**Exercise instructions:**
• A. Answer these questions from the forum thread on splicing small wire:
(i) What wire gauge comes prewired on the Kato turnouts?
(ii) What trade name does the first post give for the connectors sold in hardware stores?
(iii) What versions of the Dolphin crimp connectors are offered for waterproof connections?
• B. Translate this sentence from the forum thread on splicing small wire into Spanish: "They come in gel filled versions for waterproof connections as well."
• C. From the forum thread on splicing small wire, quote the part that opens with the words containing "# Splicing #22awg" and closes with "will help someone.".

# Splicing #22awg wire and smaller



## Xnats (Dec 5, 2010)

Just a little, how to, on how to simplify wiring with N Scale. hopefully it will help someone. 

The Kato Turn-Outs come prewired with #26 AWG wiring. Most local places only sell connectors for #18 and larger. 









Everyone sells these those. The trade name is "chiclets" and you can find them in the communication isle of hardware stores and Radio Shack.









Make sure you ends are even, notice the jacket has not been stripped 









Insert your matching pair. Through the back you can see if they are set correctly.









Just use a pair of pliers or linemens and push the lock into place. 









The one on the right is fully locked. Most brands make a click noise, when in locks. 









In less then 30 seconds you are done


----------



## gunrunnerjohn (Nov 10, 2010)

I use a soldering iron and heat-shrink tubing, cheaper.


----------



## tjcruiser (Jan 10, 2010)

Clever ... Are those specific Chicklets only for one specific gauge of wire (26, in your case), or can they handle some range of wire, say 26 to 22 or something like that?

Thanks,

TJ


----------



## gunrunnerjohn (Nov 10, 2010)

They normally will handle a limited range of wire sizes. Another option is these Dolphin crimp connectors, they'll handle any wire size you can stuff in, and they're very reliable once they are crimped. They're also cheaper... 










They come in gel filled versions for waterproof connections as well.


----------



## Guest (Feb 21, 2011)

gunrunnerjohn said:


> I use a soldering iron and heat-shrink tubing, cheaper.


X2, and you don;t have a big arse connector sticking up


----------



## fatalxsunrider43 (Mar 6, 2011)

Scothc Lock was a common splice component when I was a Cable Splicer for General Telephone in the 90's, good way to connect 22 Ga. wire,

fatalxsunrider43


----------



## tankist (Jun 11, 2009)

gunrunnerjohn said:


> I use a soldering iron and heat-shrink tubing, cheaper.


same here. cheaper, most reliable and no bulk dangling around. 

OP, soldering is not that hard, and soldering iron is a good investment for this hobby.


----------



## Xnats (Dec 5, 2010)

I'll agree that soldering is better hands down. More reliable, I would have to disagree. There is always the factor of operator error especial when new to soldering. I mechanical crimp is by far the most reliable. The second is a irreversible crimp. Just take a look at you Power Company or DOT work, no soldering going on out there. 
Why would someone buy Kato or any track with a roadbed already attached?
They are buying it, for the ease of set up. So if you have the kato turnouts or power supply track you have 4 choices, which come with a 26 awg lead. Leave your wiring up top on the table. Bury it in the foam if you used it. Drill a 1/2 hole to allow the premade plug to fit or solder it.

**Records:**
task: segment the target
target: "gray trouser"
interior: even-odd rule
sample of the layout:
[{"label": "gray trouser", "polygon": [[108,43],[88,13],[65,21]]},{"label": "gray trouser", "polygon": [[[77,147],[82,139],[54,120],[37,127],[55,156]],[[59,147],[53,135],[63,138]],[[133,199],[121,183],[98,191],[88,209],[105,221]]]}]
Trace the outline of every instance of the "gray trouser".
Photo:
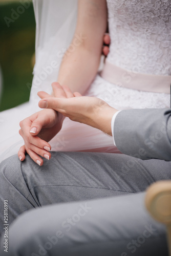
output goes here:
[{"label": "gray trouser", "polygon": [[8,243],[10,256],[167,255],[165,228],[146,212],[142,192],[170,179],[171,162],[105,153],[52,156],[41,167],[29,156],[1,163],[1,255]]}]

**Results by task:**
• A.
(i) #26 AWG
(ii) "Chiclets"
(iii) Gel-filled versions

• B. También vienen en versiones rellenas de gel para conexiones impermeables.

• C.
# Splicing #22awg wire and smaller



## Xnats (Dec 5, 2010)

Just a little, how to, on how to simplify wiring with N Scale. hopefully it will help someone.